* _Complete the following_
#1 In the article below on the Museum of Technology relaunch, rewrite the paragraph beginning "It's difficult to imagine Cambridge" as a short bulleted list that keeps its main facts.
#2 According to the article below on the Museum of Technology relaunch, how much National Lottery heritage funding supports the developments?

* _Document section_
################
Ruthie Collins gets the lowdown on a relaunch for Cambridge’s riverside museum
“Your mission is to hunt the ghosts of the house and to free them,” Matthew Taylor, creative director of Othersyde, tells us, face half in shadow, in the top room of the recently restored old Engineer’s House at the Museum of Technology. ‘Escape The Haunted House’ is a new escape game coming to the Engineer’s House this spring, comprising three rooms of mystery, fun and puzzles to solve, drawing on much of the Museum’s fascinating history. “The ghosts are all troubled: your job is to find out what is troubling them, so they can be freed. Once you’ve solved the three rooms, you’ll be able to play the whole house at midnight.” If successful, you can even escape the house on a mysterious boat down the River Cam.
The games will be part of a series of major developments to the Museum of Technology, supported by £1.6 million of National Lottery heritage funding, plus support from other grant providers, including Historic England. The developments relaunch the Museum of Technology as a multipurpose venue for the city, while maintaining the site as a centre for industrial heritage with a new exhibition space, meeting room space and an on-site café and tea room, serving from 9am until 5pm.
It’s difficult to imagine Cambridge in the 19th century, when the streets were filthy, there was no clear sewage system and outbreaks of disease were frequent. The Pumping Station was built as a solution, in 1894, to deal with problems of waste. It burnt the town’s rubbish in furnaces called destructors, which heated water in boilers to make steam that powered engines to pump the city’s sewage to Milton. The station was at the cutting edge of technology – the Engineer’s House was the first house in the city to be powered by electricity.
The Museum relaunches with a major opening exhibition this April, which will stay on as a permanent feature for the public to visit. With improved disabled access, the Museum’s developments build on its historic building and magnificent working engines, promising atmospheric lighting, sounds and audiovisual displays. There will also be dressing up and hands-on fun for younger visitors, with the escape games offering a great interactive experience for people of all ages, and specially designed sessions for school children. “The games offer a great chance to educate children on the history of the Museum,” Matthew says.
################
* _Data under study_
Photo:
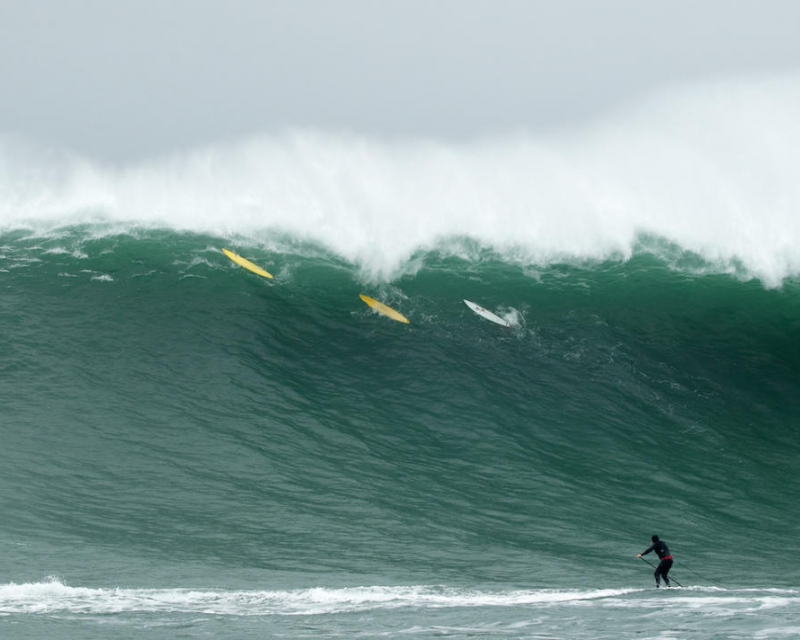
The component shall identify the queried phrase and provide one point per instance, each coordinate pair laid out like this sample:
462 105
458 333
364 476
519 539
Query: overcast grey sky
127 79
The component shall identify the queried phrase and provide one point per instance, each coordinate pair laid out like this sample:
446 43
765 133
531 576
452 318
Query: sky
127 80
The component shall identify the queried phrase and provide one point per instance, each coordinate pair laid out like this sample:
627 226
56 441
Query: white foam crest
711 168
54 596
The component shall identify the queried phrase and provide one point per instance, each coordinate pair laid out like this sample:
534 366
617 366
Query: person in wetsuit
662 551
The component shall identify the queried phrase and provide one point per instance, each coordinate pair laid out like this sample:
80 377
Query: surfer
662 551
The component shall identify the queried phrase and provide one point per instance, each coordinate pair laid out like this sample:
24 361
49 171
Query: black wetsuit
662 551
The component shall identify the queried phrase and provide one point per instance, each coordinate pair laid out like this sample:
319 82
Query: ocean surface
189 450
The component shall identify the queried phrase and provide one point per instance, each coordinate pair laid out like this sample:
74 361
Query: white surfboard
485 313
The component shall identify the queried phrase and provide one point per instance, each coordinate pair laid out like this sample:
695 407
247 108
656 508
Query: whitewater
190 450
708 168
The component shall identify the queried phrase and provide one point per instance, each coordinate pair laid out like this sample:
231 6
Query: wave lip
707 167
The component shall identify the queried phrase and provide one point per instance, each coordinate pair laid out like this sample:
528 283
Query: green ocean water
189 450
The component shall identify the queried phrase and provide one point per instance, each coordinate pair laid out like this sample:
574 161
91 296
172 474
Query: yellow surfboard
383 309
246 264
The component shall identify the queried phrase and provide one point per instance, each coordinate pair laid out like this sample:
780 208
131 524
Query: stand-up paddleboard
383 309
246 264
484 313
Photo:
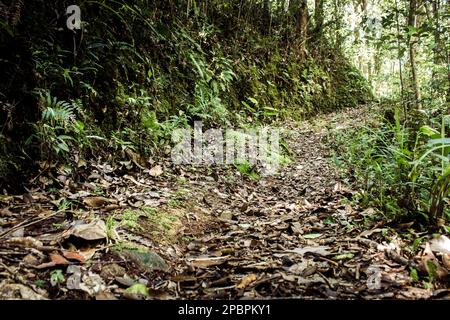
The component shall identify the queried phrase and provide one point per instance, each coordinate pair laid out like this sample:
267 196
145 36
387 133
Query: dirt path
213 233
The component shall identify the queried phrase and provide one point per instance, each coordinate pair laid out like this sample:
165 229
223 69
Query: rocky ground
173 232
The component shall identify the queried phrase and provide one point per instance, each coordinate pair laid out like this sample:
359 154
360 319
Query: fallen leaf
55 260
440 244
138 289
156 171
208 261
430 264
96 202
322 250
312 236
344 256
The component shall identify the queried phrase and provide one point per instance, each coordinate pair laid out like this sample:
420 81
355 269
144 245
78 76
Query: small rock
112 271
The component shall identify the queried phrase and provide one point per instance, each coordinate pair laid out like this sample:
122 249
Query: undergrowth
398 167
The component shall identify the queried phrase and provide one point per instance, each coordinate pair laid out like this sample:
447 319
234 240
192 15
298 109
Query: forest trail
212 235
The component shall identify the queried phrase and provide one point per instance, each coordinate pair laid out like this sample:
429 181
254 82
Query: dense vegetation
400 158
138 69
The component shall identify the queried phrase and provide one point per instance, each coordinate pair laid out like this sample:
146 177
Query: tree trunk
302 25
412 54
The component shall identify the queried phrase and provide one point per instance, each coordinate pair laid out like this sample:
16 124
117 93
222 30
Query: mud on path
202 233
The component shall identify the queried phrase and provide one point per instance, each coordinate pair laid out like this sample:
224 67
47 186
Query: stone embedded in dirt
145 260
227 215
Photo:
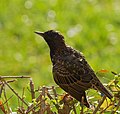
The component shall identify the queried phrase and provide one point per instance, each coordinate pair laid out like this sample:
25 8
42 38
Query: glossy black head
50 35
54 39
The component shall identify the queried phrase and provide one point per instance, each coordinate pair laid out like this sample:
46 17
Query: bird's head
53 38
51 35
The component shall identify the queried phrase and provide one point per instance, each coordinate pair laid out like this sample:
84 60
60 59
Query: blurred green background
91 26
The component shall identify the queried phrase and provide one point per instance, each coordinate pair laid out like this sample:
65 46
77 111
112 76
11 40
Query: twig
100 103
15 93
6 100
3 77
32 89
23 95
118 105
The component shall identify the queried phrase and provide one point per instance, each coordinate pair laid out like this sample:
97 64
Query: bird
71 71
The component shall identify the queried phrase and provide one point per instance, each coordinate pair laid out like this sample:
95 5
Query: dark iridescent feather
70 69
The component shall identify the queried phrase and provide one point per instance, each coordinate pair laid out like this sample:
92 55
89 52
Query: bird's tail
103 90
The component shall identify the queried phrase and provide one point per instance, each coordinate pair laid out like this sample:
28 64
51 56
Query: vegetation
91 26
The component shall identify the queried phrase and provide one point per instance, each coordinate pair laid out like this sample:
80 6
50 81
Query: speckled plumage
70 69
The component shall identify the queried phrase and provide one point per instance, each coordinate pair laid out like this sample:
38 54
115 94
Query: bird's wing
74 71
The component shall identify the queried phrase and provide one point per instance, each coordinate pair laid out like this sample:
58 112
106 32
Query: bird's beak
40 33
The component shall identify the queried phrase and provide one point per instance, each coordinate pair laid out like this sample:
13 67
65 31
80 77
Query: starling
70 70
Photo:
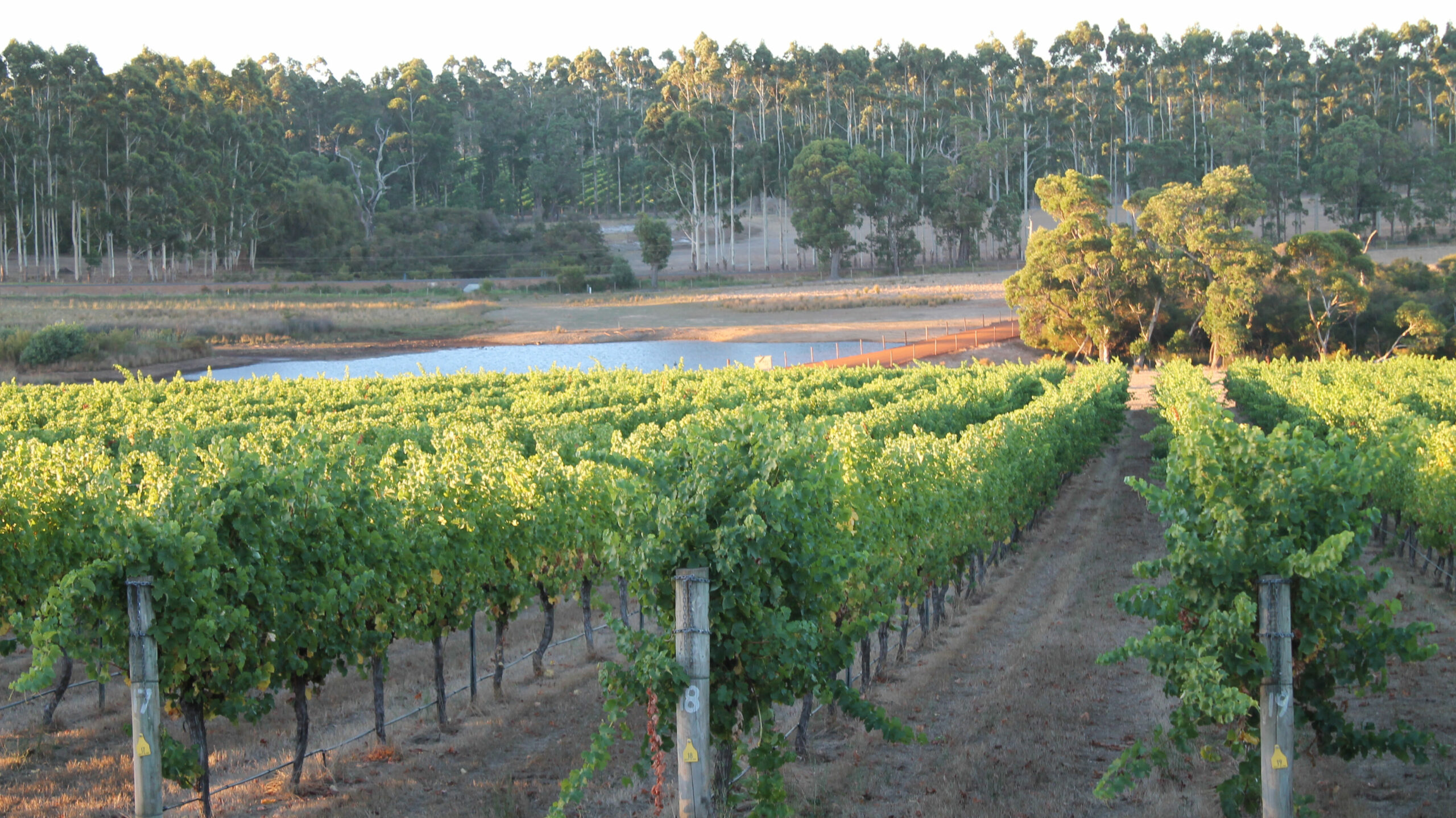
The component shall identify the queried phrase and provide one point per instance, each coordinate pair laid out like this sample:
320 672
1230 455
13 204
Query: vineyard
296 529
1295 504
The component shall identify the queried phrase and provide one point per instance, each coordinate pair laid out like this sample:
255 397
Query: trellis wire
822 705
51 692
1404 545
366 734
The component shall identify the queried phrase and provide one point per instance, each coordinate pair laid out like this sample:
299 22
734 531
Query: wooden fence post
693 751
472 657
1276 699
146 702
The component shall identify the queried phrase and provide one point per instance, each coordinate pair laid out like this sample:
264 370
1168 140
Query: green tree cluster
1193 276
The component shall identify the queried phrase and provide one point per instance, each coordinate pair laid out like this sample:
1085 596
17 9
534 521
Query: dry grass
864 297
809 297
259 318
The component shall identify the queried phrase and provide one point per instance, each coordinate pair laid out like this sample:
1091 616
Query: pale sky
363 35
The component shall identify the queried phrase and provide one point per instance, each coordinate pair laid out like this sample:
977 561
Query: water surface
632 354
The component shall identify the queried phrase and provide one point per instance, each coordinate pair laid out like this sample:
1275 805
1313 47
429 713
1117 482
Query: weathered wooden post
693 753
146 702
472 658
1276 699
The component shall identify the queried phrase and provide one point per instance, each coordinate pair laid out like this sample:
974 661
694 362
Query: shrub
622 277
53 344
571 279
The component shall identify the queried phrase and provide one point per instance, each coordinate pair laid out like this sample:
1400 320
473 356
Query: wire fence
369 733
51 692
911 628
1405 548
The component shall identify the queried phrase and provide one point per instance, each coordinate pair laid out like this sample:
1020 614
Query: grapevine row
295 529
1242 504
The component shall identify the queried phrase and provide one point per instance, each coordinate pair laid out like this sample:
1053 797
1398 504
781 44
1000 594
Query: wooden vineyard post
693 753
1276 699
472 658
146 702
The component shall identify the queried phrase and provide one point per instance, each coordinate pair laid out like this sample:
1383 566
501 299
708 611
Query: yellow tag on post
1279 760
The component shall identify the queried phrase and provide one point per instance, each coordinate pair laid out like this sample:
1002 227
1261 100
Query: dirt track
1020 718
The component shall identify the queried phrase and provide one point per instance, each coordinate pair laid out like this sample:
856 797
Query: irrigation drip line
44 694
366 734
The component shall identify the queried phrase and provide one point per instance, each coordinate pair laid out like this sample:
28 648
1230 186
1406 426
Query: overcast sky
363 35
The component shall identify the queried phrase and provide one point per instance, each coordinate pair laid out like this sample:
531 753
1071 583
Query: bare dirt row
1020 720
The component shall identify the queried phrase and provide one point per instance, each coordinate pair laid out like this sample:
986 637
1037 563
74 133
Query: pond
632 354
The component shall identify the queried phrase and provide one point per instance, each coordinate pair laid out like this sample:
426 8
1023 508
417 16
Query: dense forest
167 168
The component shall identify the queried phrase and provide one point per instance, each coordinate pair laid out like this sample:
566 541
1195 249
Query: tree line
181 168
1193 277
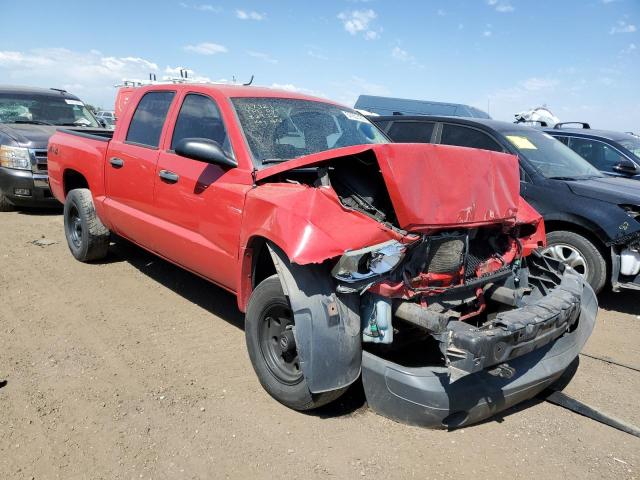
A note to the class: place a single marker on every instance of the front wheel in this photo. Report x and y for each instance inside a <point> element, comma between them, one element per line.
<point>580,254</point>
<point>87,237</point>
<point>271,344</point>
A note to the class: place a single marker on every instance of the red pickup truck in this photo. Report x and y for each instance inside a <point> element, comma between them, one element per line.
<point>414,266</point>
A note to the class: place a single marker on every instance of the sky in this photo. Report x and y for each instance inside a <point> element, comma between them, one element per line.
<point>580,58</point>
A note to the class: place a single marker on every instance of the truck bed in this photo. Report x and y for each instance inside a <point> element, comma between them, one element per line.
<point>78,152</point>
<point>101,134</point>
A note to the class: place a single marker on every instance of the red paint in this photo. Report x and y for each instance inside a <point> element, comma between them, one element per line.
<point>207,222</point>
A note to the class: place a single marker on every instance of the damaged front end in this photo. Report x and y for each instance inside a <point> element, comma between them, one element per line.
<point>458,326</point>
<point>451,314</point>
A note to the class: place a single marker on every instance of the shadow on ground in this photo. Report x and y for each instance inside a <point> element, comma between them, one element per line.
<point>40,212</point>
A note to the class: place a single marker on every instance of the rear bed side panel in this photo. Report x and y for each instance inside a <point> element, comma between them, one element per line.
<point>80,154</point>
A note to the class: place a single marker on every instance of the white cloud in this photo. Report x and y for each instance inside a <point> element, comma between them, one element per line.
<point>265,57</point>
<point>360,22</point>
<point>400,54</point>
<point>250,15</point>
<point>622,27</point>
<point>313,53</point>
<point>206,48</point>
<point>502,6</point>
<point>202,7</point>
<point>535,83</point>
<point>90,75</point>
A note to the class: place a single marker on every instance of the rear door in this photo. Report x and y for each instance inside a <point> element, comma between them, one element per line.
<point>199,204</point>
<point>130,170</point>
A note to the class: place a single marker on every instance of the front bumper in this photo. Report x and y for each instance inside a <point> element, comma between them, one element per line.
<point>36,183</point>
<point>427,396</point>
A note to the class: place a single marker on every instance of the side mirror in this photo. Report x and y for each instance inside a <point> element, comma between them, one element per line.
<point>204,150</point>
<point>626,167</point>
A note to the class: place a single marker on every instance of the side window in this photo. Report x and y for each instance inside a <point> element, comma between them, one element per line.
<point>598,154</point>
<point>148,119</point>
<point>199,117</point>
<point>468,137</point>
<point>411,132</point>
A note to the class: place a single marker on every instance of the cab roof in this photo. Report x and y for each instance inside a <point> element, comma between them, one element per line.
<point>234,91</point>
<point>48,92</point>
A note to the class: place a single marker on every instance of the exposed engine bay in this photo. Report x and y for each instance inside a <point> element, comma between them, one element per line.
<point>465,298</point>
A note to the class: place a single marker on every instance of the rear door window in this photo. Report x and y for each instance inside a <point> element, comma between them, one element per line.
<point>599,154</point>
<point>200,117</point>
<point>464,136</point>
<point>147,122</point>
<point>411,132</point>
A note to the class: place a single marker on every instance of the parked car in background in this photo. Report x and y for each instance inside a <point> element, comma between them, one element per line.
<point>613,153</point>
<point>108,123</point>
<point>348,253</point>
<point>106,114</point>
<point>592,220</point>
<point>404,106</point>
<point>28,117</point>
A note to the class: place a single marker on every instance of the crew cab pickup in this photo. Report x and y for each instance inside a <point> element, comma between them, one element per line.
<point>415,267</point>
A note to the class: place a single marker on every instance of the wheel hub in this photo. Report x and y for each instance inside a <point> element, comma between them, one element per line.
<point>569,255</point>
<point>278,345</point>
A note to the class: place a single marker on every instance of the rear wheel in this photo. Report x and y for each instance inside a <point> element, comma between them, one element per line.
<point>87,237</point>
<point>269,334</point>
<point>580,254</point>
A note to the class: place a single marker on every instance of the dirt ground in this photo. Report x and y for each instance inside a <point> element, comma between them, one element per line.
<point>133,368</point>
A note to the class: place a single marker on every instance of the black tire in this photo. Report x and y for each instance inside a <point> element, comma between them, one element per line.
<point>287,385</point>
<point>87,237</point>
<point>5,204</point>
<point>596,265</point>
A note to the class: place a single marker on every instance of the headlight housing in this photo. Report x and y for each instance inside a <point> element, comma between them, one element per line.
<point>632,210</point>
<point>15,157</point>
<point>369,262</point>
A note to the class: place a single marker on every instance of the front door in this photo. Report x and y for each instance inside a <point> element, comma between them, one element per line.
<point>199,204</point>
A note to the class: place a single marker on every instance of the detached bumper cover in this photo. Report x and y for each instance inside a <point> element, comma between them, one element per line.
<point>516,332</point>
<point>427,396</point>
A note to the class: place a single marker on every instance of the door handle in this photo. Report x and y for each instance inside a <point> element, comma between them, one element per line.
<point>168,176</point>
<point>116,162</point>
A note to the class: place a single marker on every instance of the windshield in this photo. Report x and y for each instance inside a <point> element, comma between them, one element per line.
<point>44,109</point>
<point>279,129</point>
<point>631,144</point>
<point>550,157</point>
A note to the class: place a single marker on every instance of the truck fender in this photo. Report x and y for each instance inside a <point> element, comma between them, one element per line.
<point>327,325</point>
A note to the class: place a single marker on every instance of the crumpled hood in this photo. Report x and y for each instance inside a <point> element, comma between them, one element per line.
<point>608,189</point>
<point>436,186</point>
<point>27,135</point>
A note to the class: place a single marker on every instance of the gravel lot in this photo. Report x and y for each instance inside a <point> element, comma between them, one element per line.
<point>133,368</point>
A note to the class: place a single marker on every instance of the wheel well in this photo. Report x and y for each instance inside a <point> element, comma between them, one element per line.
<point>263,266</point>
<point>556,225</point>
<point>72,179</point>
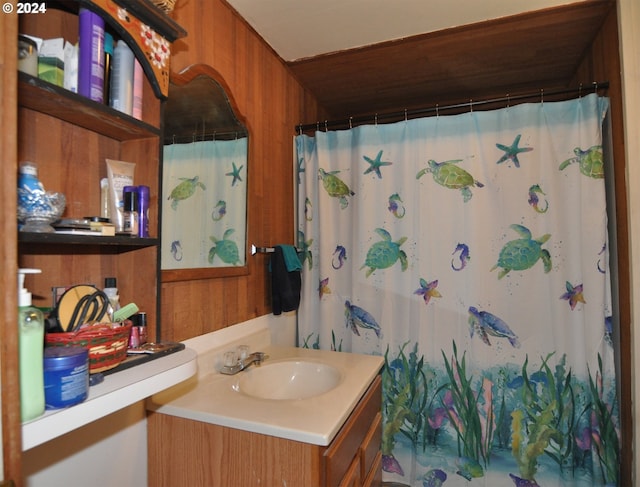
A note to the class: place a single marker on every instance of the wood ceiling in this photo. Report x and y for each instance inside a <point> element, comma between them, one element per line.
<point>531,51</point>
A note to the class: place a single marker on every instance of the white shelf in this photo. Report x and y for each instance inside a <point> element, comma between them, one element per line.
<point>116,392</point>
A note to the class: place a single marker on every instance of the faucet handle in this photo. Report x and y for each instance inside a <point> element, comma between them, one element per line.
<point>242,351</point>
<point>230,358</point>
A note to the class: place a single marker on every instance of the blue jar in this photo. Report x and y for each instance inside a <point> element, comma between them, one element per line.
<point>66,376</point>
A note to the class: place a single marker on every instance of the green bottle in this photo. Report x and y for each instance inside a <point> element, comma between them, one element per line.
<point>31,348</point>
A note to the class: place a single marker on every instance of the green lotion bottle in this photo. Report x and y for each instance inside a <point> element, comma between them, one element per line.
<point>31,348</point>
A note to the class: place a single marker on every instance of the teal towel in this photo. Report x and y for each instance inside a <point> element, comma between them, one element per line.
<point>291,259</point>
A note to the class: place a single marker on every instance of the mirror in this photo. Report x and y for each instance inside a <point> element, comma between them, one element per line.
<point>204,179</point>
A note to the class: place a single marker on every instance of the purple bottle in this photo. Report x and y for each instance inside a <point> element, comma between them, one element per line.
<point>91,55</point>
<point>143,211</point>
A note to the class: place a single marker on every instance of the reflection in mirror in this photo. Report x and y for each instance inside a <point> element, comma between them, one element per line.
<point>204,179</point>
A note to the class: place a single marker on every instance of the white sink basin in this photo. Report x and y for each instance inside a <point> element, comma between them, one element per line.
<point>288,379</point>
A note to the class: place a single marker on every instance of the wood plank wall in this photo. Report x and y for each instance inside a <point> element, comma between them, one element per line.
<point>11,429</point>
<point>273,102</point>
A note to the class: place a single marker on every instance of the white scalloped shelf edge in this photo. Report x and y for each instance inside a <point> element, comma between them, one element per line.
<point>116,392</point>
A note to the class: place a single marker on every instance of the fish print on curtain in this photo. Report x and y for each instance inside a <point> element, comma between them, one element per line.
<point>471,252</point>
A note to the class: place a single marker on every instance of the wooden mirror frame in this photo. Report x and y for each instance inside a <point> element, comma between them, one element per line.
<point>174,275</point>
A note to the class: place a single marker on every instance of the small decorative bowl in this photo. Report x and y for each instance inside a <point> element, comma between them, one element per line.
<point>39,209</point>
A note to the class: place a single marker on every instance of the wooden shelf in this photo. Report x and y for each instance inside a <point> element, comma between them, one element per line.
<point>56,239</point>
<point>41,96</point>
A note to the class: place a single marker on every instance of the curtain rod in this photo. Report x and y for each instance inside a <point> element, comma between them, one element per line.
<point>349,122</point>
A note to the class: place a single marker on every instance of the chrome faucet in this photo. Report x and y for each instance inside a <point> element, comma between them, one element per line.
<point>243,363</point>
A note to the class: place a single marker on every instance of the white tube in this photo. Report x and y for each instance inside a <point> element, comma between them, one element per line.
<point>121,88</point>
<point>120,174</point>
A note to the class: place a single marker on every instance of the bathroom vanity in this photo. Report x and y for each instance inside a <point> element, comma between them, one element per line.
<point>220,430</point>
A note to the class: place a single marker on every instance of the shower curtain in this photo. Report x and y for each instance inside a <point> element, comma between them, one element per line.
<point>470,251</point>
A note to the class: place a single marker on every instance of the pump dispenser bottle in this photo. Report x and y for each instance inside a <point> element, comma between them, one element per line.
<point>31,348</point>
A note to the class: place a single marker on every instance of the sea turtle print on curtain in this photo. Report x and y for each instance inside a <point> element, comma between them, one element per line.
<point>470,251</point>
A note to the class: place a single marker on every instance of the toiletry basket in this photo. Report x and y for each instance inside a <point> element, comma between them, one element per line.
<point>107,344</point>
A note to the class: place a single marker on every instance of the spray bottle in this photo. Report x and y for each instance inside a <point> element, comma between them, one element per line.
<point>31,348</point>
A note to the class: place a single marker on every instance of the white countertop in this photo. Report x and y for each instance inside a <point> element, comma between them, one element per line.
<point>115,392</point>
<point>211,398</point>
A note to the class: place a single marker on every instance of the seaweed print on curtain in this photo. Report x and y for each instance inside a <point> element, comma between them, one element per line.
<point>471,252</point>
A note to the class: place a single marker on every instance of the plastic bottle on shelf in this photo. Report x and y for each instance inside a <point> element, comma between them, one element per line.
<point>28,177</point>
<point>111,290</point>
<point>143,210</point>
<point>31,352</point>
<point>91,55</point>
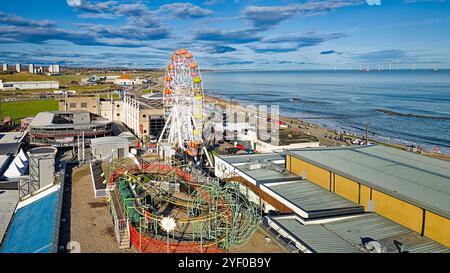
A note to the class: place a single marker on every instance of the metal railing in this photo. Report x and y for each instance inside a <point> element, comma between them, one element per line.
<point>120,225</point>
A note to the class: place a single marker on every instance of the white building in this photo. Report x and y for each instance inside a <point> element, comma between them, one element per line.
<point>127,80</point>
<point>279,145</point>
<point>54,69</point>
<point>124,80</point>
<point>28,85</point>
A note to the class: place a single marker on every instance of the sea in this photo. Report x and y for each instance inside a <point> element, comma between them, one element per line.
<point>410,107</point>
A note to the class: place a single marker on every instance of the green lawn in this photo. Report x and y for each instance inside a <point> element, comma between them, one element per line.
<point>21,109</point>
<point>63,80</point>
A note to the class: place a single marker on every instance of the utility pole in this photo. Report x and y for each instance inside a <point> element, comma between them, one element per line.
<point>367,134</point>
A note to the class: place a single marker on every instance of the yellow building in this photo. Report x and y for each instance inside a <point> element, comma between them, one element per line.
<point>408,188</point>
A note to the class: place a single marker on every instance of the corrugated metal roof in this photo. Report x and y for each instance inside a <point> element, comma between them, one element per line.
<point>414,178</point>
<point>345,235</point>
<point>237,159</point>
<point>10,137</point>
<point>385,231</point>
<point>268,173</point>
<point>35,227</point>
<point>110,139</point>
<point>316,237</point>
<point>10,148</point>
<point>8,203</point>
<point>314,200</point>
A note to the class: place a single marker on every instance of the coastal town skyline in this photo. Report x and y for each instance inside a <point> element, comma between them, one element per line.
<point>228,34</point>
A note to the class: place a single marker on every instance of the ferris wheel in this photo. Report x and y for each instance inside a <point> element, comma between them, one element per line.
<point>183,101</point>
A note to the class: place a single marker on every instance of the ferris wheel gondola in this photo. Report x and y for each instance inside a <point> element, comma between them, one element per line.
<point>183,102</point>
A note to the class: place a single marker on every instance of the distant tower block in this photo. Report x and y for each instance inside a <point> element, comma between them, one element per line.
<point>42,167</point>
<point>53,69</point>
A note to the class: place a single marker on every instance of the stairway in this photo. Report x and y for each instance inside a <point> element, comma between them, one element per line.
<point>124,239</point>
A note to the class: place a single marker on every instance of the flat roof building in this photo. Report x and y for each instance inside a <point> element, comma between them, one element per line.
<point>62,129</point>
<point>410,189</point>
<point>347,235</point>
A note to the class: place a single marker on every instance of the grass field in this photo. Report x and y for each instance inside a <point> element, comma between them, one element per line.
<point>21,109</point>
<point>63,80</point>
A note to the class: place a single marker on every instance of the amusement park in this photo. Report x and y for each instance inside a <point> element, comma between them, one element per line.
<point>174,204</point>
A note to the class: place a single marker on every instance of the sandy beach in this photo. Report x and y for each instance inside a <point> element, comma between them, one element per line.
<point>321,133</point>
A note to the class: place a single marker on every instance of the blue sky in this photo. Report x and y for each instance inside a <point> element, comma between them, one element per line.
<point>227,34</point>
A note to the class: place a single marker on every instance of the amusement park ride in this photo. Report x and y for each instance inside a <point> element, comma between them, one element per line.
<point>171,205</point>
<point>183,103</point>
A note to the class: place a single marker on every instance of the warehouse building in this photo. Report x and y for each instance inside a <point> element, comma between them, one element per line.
################
* _Results in order_
#1
- In the 19th century, Cambridge's streets were filthy, there was no clear sewage system, and disease outbreaks were frequent.
- The Pumping Station was built in 1894 to deal with waste.
- It burnt the town's rubbish in furnaces called destructors, which heated water in boilers to make steam.
- The steam powered engines that pumped the city's sewage to Milton.
- The Engineer's House was the first house in the city to be powered by electricity.

#2 £1.6 million.